TASK DIRECTIONS> Find every line in the records below that contains the string "seaweed", with case counting, and copy each of those lines in full.

RECORDS TO USE>
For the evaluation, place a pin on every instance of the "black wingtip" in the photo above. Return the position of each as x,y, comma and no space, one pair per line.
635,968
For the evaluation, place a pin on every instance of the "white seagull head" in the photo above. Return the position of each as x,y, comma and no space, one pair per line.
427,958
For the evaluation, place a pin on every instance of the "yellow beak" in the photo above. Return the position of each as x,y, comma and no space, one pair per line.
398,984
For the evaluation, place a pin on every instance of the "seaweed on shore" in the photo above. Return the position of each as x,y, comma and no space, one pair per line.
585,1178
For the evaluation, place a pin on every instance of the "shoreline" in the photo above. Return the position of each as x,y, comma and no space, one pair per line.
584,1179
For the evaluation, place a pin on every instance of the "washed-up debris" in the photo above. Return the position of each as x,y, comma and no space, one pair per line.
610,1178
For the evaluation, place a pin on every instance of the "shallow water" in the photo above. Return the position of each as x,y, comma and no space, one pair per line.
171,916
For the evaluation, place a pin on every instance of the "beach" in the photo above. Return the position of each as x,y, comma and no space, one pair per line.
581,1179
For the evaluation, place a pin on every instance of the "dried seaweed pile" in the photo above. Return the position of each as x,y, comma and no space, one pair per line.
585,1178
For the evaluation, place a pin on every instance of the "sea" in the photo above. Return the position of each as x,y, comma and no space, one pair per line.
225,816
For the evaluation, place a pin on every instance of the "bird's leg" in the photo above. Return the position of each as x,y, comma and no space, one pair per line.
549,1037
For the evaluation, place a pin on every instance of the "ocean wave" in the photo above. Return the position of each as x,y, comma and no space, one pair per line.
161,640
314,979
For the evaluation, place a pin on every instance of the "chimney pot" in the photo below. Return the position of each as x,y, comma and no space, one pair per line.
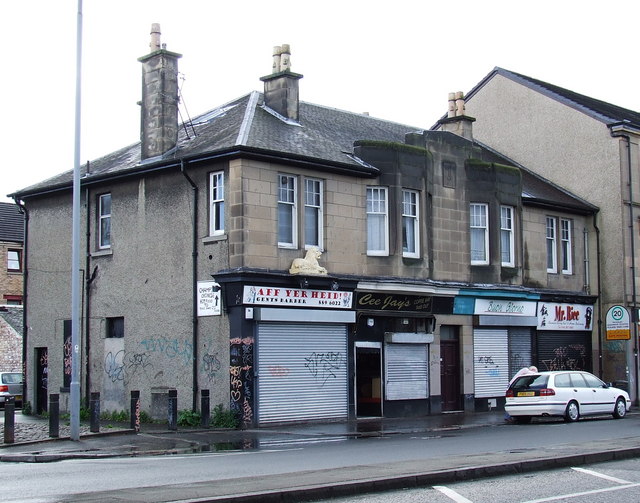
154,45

==

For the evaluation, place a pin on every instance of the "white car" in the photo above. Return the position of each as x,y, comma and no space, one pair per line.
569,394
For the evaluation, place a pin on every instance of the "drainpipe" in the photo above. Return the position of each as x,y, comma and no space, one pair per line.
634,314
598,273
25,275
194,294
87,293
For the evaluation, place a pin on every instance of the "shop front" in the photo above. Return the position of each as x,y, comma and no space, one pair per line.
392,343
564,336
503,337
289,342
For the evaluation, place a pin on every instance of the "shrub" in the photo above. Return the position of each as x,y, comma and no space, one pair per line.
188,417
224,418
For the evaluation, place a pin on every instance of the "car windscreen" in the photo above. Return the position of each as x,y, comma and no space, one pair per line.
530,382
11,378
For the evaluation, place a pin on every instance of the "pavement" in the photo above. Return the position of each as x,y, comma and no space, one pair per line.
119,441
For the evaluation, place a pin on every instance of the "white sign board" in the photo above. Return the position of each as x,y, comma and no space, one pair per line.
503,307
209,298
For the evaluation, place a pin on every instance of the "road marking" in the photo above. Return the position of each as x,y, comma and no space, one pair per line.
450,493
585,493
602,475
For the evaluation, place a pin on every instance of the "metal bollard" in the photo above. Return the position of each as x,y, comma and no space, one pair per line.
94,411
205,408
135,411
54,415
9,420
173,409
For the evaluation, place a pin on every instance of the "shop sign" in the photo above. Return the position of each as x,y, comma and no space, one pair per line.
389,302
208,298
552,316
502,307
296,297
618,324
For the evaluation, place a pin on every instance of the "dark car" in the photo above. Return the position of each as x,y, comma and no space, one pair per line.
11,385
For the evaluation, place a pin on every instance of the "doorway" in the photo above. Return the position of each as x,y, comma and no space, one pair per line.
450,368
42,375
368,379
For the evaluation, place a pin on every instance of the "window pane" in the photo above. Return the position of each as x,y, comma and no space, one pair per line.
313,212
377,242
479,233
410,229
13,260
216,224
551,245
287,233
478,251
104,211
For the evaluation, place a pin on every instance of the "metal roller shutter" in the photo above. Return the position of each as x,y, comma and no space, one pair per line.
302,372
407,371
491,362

OUTPUT FOR THIS EXERCISE>
For the evaluation, place a pin on every instance of the "seaweed on shore" in the photo above. Return the position of each as x,y, comma and no space, one pair per line.
For the evaluation, place a pin on every instance of the "dried seaweed pile" in the photo above. Return the position of each as x,y, comma and no space, one pair per line.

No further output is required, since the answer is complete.